- DATA SECTION -
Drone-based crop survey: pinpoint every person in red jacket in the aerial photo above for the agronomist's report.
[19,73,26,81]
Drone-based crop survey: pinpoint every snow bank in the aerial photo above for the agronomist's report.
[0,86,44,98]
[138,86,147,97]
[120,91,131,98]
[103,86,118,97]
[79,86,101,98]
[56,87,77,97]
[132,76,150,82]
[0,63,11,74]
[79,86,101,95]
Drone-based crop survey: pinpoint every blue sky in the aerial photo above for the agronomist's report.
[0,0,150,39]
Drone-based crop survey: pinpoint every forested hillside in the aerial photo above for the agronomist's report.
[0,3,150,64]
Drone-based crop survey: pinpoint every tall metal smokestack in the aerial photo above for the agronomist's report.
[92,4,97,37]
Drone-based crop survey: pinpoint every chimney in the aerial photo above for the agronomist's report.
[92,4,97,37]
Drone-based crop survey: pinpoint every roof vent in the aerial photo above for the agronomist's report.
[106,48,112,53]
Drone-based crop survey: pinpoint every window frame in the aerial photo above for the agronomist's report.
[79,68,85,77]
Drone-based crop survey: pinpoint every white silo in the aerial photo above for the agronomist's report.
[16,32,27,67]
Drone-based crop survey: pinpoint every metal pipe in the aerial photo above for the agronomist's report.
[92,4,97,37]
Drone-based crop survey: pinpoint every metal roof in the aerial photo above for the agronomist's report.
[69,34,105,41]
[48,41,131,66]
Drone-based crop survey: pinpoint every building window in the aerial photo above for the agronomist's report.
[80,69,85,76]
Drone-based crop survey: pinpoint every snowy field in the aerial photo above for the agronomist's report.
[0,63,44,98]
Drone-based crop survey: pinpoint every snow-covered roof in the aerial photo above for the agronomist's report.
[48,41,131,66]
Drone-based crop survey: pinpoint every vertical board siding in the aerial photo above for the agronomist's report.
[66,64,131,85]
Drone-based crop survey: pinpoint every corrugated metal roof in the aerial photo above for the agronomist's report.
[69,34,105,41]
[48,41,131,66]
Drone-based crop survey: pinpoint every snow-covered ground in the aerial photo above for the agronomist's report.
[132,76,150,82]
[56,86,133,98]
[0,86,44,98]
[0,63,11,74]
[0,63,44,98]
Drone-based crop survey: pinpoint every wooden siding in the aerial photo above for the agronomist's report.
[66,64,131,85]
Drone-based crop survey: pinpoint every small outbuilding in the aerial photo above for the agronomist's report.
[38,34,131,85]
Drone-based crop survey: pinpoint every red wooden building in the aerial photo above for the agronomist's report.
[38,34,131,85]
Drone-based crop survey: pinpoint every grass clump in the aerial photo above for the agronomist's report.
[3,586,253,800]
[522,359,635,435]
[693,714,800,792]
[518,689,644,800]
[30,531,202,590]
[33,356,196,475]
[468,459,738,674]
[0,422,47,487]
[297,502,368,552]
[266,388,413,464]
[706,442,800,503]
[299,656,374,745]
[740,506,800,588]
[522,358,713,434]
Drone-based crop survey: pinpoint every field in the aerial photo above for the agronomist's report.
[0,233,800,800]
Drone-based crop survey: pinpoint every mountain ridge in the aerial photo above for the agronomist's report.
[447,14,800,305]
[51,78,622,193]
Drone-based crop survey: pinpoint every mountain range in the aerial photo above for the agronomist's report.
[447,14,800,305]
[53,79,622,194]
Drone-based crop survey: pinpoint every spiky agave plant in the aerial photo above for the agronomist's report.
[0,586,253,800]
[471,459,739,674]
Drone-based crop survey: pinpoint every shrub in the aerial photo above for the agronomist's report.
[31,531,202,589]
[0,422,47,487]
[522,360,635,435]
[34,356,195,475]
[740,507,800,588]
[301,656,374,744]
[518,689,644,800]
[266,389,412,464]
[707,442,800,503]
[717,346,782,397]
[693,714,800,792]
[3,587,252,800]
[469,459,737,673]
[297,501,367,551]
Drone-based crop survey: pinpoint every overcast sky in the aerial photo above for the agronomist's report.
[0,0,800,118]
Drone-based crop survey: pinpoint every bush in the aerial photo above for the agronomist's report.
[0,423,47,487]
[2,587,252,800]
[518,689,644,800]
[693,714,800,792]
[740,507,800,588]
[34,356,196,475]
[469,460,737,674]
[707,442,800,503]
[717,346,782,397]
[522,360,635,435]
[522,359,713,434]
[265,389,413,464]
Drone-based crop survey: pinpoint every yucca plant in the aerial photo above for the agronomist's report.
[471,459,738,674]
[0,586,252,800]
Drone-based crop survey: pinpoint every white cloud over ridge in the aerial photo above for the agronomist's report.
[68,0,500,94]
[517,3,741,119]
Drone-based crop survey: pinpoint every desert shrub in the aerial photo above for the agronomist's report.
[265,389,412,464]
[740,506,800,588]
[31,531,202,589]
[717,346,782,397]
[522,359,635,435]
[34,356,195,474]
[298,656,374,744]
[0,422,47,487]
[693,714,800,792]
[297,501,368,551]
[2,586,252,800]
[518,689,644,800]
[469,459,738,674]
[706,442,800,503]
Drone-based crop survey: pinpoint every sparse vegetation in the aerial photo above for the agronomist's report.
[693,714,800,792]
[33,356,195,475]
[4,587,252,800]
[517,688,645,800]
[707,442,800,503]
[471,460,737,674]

- WHAT YOU SHOULD DO -
Please edit the listing above, replacing "agronomist's report" with "field team's log" wherever it occurs and leaving every other character unchanged.

- ANSWER TO THE PROBLEM -
Drone-based crop survey: pinpoint every person in red jacket in the aerial photo above for the field team's log.
[19,73,26,81]
Drone-based crop survey: pinpoint every snow bank in the aerial photo above for the field team's log.
[0,86,44,98]
[138,86,147,97]
[120,91,131,98]
[103,86,118,97]
[79,86,101,98]
[56,87,77,97]
[132,76,150,82]
[0,63,11,74]
[79,86,101,95]
Drone-based crop survey: pinpoint every blue sky in the aerial photo above for the field team's log.
[0,0,150,39]
Drone-based crop survey: pinpoint every forested hillside in the aerial photo above for the field team's log.
[0,3,150,64]
Drone-based crop survey: pinpoint every tall metal smokestack in the aerial photo above for the field team's log.
[92,4,97,37]
Drone-based crop survey: pinpoint every chimney in the aerial photo above for the field team's log.
[92,4,97,37]
Drone-based crop survey: pinpoint every roof vent in the aerial photo above for the field team's log.
[106,48,112,53]
Drone-based crop survey: pinpoint every window frame in the aerial photo above for the field team's log.
[79,68,85,77]
Drone-based crop survey: pinpoint every white silo in the aerial photo above for the field team's log.
[16,32,27,67]
Drone-based crop survey: pinpoint every metal pipe in the aerial photo above for the field team's log.
[92,4,97,37]
Drone-based crop survey: pinpoint every metal roof in the aerial photo above for the field team's log.
[69,34,105,41]
[48,41,131,66]
Drone-based crop survey: pinpoint every building window in the aerial photo above for the field team's log.
[80,69,85,76]
Drone-based crop survey: pinpoint every snowy field in the aerial photo above for the field team's log.
[0,63,44,98]
Drone-based crop survey: pinpoint every snow-covered roof in the aerial photo above for the field team's log.
[48,41,131,66]
Drone-based crop survey: pinpoint every vertical board siding in the aerial photo above for the field team's log.
[66,64,131,85]
Drone-based crop survey: pinpoint every corrugated metal roof in the aerial photo above for the field team's log.
[69,34,105,41]
[48,41,131,66]
Drone-based crop survey: pinpoint every snow-covered ground in the aerial photo above for the field team's log.
[132,76,150,82]
[56,86,133,98]
[0,86,44,98]
[0,63,11,74]
[0,63,44,98]
Drone-based crop survey: pinpoint every wooden siding in the aerial photo above for the field team's log.
[66,64,131,85]
Drone-based crop survey: pinpoint every small outbuilding in the aerial photo above for the field team's log.
[38,34,131,85]
Drone-based crop survey: pinpoint every red wooden building in the aerial photo above for the field team's log.
[38,34,131,85]
Drone-based crop survey: pinpoint every grass clump in the aerial photo above for the field team's log.
[3,586,253,800]
[522,359,635,435]
[693,714,800,792]
[518,689,644,800]
[30,531,202,590]
[33,356,196,475]
[468,459,738,674]
[0,422,47,487]
[297,502,368,552]
[266,388,413,464]
[706,442,800,503]
[299,656,374,745]
[740,506,800,588]
[522,358,713,434]
Drone-based crop survey: pinpoint every field in the aerial photo above for the field team's log.
[0,233,800,800]
Drone-based crop survey: pinpoint every mountain ridge in the aerial photo above for the field team's log.
[447,14,800,305]
[51,78,622,193]
Drone-based crop survey: pinpoint every mountain range in the aerial photo above for the field team's log.
[447,14,800,305]
[53,79,622,194]
Drone-based crop survey: pinpoint every spiky agave plant in the aerial photo above for the field team's log.
[0,586,253,800]
[471,459,739,674]
Drone-based crop survey: pinpoint every shrub in the aerial photo above for the field team's log.
[31,531,202,589]
[0,422,47,487]
[522,360,635,435]
[34,356,195,475]
[740,507,800,588]
[301,656,374,744]
[518,689,644,800]
[266,389,412,464]
[707,442,800,503]
[717,346,782,397]
[693,714,800,792]
[3,587,252,800]
[469,459,737,673]
[297,501,367,551]
Drone-based crop survey: pinpoint every overcast sky in the aerial photo above for the field team's log.
[0,0,800,118]
Drone-based crop survey: pinpoint every bush in the aerial photo above for the field team's log.
[0,423,47,487]
[2,587,252,800]
[518,689,644,800]
[693,714,800,792]
[740,507,800,588]
[34,356,196,475]
[469,460,737,674]
[707,442,800,503]
[717,346,782,397]
[522,360,635,435]
[522,359,713,434]
[265,389,413,464]
Drone-based crop survey: pinpoint every yucca plant in the aerial photo above for the field team's log.
[471,459,738,674]
[0,586,252,800]
Drone-based crop survey: pinpoint every white cloud over ridge in the aerial photo above for the field team's log.
[68,0,500,94]
[517,3,741,119]
Drone-based crop survey: pinpoint every desert shrub in the aerial photo above for the field team's log.
[265,389,412,464]
[740,506,800,588]
[31,531,202,589]
[717,346,782,397]
[522,359,635,435]
[34,356,195,474]
[298,656,374,744]
[0,422,47,487]
[693,714,800,792]
[297,501,368,551]
[2,586,252,800]
[518,689,644,800]
[469,459,738,674]
[706,442,800,503]
Drone-based crop survey: pinpoint every sparse vegetation in the aerial photo above for the field team's log.
[693,714,800,792]
[33,356,195,475]
[4,587,252,800]
[517,688,645,800]
[707,442,800,503]
[471,460,737,674]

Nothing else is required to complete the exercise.